Alors que l'Occident capitaliste, ravagé par la crise mondiale annoncée par le krach de Wall Street en 1929, donne l'exemple d'une destruction sans précédent des forces productives, le spectacle offert par l'Union soviétique n'est guère de nature à encourager et nourrir la croyance en la supériorité du système socialiste.

Trotsky en est parfaitement bien informé. Les lettres qui parviennent au Biulleten Oppositsii, dont une partie seulement y est publiée faute de place, décrivent avec beaucoup de précision la condition prolétarienne, la baisse des salaires consécutive aux mesures destinées à accroître la productivité, la flambée des prix, la disette de produits agricoles. Nombre d'entre elles décrivent les conflits dans les entreprises, la lutte contre les « petits chefs » qui est en réalité le combat contre la paupérisation. D'autres décrivent la collectivisation « jusqu'au dernier poussin » et, comme dit un correspondant qui signe « G.N. », la « dékoulakisation jusqu'aux bottes de feutre qu'on arrache aux pieds des enfants3 ». Un autre écrit qu'il est dans un secteur de « collectivisation complète », et que cela signifie que « les paysans égorgent le bétail et vendent leurs biens ». Un autre résume la situation :

« Disette dans les villes. Faim dans les provinces. Famine dans bien des campagnes. Dans les capitales, queue pour tous les produits. Tous les vivres manquent... Chômage4. »

Une lettre de 1932 décrit la situation pendant l'hiver 1931-1932 dans les chemins de fer: « Le typhus. Des malades couchés dans les gares, couverts de poux5... »

| CONSIGNE A |
Dans le passage sur l'Union soviétique, relevez tout ce que les lettres parvenues au Biulleten Oppositsii décrivent, selon la phrase qui les présente, « avec beaucoup de précision ».
| CONSIGNE B |
Rédigez la suite du passage sur l'Union soviétique, en reprenant juste après sa dernière phrase.

| DONNÉES EXTRAITES |

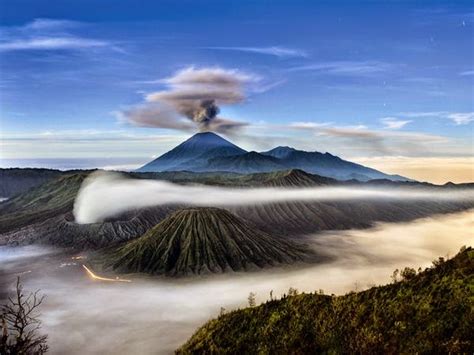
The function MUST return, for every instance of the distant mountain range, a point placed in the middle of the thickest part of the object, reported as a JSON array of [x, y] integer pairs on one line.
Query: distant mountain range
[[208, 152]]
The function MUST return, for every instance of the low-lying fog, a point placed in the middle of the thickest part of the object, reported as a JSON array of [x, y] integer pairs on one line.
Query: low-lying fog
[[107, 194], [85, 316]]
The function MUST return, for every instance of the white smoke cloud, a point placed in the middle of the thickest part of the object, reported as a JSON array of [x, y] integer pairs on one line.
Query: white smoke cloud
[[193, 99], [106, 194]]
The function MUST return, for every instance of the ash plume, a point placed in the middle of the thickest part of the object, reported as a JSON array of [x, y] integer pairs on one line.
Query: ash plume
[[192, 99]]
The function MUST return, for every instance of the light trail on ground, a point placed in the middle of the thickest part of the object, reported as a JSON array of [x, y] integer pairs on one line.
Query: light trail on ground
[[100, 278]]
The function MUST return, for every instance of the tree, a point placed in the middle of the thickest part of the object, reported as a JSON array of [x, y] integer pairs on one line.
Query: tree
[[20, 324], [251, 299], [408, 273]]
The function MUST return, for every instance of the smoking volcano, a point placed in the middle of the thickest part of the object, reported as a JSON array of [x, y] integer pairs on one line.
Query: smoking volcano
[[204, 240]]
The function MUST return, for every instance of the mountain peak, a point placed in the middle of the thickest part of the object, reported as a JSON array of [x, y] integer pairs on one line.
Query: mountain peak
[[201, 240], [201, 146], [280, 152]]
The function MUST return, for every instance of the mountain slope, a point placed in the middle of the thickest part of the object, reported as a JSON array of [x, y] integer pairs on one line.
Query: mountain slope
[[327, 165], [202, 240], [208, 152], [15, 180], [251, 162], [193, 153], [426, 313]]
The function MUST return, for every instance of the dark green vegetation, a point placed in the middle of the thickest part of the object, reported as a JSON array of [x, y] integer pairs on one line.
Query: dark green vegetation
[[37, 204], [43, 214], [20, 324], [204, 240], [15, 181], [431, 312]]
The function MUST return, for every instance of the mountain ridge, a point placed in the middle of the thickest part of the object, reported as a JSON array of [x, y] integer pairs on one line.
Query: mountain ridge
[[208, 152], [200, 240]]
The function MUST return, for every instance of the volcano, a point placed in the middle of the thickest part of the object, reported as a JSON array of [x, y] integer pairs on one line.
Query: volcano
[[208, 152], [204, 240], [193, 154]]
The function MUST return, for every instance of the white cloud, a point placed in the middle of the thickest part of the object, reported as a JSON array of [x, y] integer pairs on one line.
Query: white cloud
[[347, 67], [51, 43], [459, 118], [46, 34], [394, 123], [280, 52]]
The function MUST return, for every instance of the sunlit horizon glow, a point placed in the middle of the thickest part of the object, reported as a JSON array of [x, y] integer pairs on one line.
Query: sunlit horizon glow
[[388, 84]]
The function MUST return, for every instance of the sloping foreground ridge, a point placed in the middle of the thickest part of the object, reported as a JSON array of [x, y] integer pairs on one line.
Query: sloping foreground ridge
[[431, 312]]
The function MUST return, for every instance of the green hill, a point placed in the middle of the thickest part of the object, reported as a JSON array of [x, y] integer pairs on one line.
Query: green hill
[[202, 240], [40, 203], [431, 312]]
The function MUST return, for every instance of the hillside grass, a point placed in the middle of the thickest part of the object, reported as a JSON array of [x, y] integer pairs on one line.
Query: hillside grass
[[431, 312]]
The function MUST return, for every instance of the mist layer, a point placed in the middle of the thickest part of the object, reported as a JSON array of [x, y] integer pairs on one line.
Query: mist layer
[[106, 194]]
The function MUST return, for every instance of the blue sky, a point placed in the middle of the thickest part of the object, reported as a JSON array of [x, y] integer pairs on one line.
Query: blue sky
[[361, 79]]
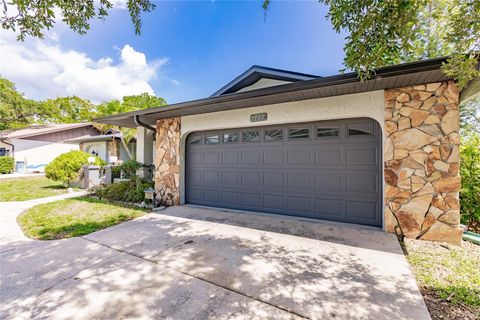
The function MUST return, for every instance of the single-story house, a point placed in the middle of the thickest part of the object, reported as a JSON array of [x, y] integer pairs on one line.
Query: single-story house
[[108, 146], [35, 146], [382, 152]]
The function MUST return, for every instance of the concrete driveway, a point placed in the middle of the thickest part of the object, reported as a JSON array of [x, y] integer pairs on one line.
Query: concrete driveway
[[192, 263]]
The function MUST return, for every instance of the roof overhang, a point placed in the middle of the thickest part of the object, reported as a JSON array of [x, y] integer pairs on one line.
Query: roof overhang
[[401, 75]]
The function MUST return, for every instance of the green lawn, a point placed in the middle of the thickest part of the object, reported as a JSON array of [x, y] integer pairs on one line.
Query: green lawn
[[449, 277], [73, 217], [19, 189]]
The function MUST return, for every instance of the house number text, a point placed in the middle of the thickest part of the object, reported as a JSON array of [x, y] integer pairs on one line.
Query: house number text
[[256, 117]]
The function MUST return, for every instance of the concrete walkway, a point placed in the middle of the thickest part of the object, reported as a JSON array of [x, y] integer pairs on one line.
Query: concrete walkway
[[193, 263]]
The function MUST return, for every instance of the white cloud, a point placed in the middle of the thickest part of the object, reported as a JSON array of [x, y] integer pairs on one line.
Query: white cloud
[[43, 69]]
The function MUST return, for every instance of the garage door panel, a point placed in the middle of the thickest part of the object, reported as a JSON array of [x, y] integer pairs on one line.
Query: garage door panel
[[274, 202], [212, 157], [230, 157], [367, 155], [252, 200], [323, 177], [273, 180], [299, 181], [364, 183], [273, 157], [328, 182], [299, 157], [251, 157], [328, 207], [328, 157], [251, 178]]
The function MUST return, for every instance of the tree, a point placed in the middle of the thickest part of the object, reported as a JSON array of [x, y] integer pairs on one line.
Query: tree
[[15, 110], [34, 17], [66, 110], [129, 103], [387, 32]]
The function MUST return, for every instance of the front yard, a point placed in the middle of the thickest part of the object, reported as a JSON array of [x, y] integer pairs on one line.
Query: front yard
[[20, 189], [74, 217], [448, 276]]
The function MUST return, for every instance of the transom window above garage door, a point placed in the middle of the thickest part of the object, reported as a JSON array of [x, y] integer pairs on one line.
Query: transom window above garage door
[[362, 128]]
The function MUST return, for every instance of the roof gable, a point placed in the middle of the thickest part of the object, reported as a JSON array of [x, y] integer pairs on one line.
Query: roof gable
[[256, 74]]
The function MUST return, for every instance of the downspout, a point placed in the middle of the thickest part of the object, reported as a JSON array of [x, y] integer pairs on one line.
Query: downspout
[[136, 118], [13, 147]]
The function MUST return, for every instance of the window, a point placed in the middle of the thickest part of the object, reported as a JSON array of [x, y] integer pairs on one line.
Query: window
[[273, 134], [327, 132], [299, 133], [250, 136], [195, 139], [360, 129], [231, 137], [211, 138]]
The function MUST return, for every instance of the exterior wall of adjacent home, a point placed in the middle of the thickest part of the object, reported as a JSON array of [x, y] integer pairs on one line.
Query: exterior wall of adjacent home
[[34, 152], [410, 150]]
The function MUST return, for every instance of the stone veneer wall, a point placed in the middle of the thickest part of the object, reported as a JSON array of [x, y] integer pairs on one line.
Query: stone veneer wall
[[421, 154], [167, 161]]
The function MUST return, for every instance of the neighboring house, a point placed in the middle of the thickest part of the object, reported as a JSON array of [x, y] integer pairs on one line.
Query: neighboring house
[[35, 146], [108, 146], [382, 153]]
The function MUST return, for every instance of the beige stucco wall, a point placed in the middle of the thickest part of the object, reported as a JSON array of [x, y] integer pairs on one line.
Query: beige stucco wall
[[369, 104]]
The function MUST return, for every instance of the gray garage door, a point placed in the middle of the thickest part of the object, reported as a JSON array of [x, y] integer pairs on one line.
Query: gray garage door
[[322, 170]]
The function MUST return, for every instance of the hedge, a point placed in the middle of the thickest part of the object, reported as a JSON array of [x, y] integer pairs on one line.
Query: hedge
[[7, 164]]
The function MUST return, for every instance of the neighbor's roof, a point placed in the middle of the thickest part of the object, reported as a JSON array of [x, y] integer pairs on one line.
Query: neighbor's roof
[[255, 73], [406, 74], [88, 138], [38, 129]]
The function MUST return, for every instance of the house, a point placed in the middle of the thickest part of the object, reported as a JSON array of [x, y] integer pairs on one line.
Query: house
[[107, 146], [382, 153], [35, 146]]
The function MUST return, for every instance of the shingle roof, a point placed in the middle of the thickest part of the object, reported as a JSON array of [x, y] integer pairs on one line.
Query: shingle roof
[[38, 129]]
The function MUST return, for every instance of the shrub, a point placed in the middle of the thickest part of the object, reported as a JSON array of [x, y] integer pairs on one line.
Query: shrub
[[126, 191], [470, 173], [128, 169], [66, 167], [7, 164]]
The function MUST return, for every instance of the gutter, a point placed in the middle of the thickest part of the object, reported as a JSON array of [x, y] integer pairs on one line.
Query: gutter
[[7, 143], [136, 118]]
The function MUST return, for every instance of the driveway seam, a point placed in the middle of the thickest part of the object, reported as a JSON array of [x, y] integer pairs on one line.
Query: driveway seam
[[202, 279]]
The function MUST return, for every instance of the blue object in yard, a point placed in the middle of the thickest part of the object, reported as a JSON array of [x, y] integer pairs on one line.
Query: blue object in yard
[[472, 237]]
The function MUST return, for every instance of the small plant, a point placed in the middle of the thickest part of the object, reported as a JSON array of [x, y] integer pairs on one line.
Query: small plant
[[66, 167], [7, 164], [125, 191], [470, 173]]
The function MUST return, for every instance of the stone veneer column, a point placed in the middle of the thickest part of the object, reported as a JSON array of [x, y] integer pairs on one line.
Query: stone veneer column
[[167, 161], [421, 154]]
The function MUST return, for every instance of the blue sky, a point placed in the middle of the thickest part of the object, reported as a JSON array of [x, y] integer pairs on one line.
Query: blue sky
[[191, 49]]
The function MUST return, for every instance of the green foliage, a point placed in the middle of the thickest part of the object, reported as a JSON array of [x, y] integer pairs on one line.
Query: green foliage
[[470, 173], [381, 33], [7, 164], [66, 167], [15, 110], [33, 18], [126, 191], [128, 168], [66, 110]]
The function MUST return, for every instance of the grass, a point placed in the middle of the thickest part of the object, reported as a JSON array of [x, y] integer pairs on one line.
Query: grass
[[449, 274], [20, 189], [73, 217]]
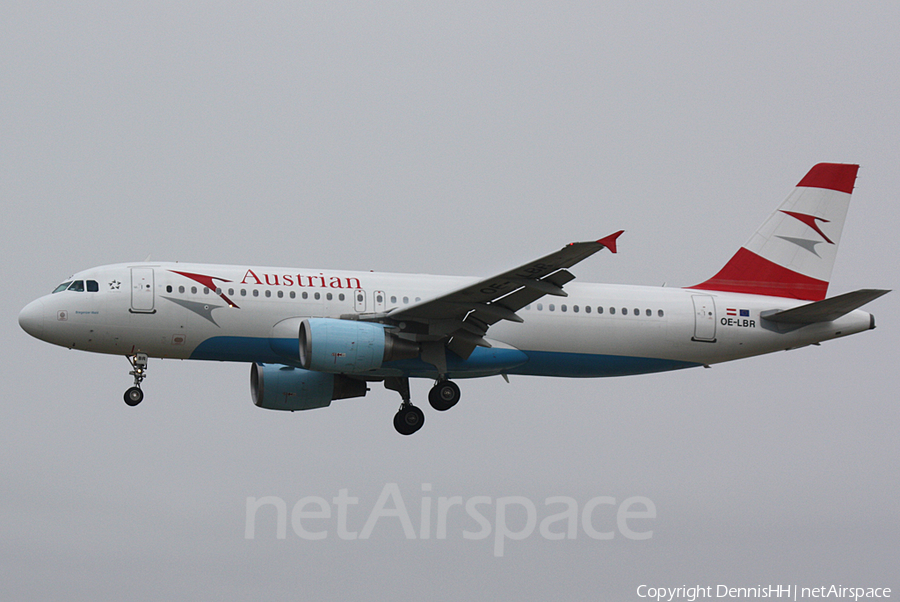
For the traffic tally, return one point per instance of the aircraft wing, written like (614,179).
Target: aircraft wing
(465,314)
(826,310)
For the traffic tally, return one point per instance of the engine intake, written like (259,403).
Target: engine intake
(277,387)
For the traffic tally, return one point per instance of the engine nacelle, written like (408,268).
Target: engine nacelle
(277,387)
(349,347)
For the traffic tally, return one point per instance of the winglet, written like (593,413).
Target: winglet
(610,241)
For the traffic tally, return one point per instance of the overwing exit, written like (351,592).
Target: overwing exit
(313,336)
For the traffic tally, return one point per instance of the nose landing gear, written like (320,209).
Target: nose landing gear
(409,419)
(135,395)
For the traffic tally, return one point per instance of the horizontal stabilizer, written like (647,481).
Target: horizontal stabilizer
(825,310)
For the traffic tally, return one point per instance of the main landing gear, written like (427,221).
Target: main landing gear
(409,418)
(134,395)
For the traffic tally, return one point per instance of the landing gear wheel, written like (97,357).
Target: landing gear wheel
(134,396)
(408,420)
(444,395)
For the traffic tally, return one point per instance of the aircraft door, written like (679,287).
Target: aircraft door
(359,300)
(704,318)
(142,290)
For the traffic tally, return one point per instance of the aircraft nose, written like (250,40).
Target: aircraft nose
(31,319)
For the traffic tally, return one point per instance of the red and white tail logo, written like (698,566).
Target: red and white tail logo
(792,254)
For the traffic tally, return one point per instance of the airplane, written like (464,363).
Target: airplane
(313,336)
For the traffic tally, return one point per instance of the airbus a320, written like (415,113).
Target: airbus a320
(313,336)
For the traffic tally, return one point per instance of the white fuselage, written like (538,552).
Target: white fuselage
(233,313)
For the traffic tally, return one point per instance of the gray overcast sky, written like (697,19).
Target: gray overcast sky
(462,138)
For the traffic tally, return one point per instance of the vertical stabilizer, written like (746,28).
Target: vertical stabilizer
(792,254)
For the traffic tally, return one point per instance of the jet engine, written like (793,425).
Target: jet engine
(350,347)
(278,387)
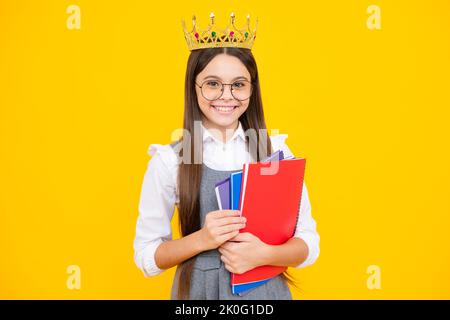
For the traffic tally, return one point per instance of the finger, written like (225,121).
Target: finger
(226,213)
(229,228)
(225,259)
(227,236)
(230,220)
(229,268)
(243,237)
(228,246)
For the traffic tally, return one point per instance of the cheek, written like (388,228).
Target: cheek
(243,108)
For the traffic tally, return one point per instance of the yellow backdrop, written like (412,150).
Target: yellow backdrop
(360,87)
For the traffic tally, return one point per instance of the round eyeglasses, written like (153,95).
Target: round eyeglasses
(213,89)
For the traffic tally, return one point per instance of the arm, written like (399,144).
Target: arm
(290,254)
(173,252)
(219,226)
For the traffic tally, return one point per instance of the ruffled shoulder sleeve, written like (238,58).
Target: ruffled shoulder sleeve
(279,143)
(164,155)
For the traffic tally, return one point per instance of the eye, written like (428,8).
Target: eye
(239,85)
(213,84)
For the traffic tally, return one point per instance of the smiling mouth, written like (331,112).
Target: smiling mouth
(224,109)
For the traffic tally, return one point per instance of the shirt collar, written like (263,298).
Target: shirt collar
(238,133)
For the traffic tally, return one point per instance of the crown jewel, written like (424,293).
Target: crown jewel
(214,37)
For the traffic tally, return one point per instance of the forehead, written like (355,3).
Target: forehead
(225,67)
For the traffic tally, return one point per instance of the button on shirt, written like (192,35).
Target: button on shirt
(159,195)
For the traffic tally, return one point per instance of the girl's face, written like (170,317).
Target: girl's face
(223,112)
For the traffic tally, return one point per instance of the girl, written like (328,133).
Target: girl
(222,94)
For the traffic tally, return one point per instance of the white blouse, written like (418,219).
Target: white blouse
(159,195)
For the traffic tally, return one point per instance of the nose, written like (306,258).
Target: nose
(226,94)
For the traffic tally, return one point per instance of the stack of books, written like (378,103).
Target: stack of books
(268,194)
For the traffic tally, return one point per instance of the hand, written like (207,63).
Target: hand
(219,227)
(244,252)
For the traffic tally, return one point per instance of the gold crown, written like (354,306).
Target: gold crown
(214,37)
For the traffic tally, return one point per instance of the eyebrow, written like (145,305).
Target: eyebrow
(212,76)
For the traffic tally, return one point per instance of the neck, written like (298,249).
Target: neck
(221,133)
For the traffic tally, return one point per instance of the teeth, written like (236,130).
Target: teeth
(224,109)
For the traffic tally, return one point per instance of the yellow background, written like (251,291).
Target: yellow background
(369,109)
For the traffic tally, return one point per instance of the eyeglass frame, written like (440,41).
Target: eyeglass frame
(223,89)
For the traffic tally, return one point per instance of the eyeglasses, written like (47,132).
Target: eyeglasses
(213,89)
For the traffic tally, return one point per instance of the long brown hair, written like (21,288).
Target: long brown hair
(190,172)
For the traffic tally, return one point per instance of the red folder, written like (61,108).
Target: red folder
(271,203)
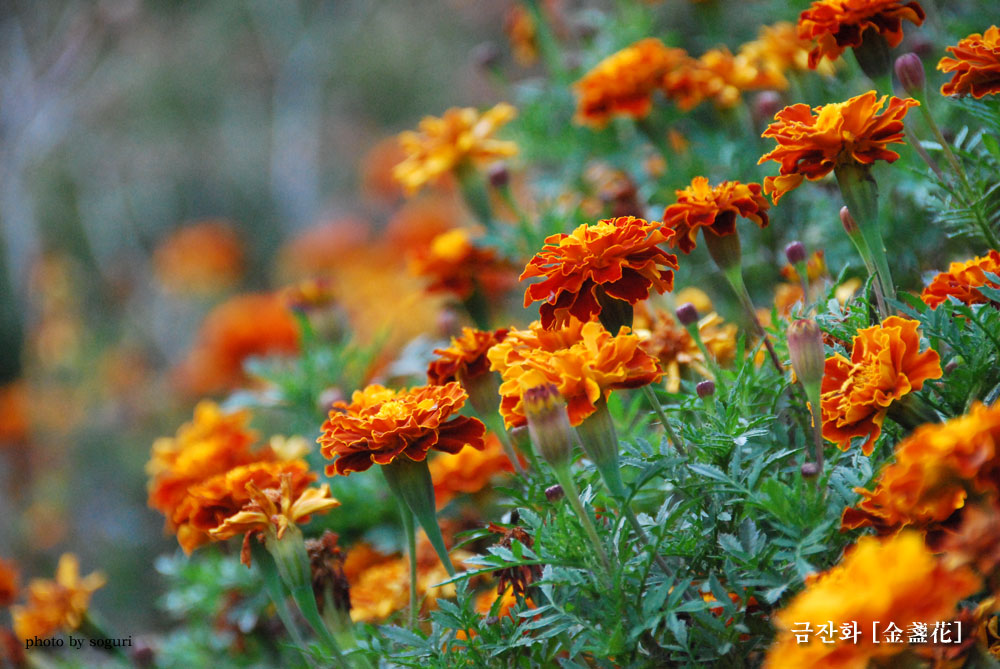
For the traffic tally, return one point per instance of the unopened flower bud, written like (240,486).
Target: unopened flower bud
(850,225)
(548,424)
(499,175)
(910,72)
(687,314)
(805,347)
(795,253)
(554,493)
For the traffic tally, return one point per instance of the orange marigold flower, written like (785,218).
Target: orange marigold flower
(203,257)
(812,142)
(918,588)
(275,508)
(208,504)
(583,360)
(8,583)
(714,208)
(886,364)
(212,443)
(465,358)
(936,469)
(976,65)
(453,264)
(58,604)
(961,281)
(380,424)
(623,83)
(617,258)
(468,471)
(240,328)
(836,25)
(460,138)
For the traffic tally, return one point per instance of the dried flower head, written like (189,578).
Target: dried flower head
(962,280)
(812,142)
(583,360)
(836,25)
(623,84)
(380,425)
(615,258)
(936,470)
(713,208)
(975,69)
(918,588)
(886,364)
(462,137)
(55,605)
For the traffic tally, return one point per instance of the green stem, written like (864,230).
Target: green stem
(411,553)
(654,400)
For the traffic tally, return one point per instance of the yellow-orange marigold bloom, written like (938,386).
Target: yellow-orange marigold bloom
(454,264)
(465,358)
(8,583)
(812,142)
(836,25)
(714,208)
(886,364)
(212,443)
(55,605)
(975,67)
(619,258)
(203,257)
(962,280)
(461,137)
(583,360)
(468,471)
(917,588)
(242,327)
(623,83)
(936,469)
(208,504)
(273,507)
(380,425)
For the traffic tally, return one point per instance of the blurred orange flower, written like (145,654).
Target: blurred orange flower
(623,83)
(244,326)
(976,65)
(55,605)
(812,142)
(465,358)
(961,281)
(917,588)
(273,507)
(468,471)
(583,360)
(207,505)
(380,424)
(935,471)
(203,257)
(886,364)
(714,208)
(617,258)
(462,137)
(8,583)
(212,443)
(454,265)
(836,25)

| RÉPONSE A |
- la condition prolétarienne
- la baisse des salaires consécutive aux mesures destinées à accroître la productivité
- la flambée des prix
- la disette de produits agricoles

| RÉPONSE B |
Un autre décrit la situation du ravitaillement à Moscou où les queues pour le pain commencent vers une ou deux heures du matin, tandis que les ouvriers d'une usine de tracteurs de Stalingrad n'ont pour se nourrir que de l'eau et du pain. Un autre encore explique que le kolkhoze vend très peu, que seuls les kolkhoziens « font » le marché : « Le kolkhoze, écrit-il, est la somme de leurs économies individuelles... »

Certains correspondants notent la crainte de la bureaucratie qui perce dans les relations sociales, mais aussi la peur, chez les ouvriers, que les coups portés au système bureaucratique ne deviennent des coups contre l'industrie et le système soviétique... D'autres parlent de foules de paysans dans les gares, qui fuient les kolkhozes, de bandes d'enfants abandonnés, errant comme au lendemain de la guerre civile.

Un aspect de cette crise est clair : l'inquiétude de l'appareil où beaucoup d'individus, isolément ou non, se prennent à comparer la politique du moment à celle que préconisait l'opposition, cherchent une issue qui coïncide avec ses perspectives.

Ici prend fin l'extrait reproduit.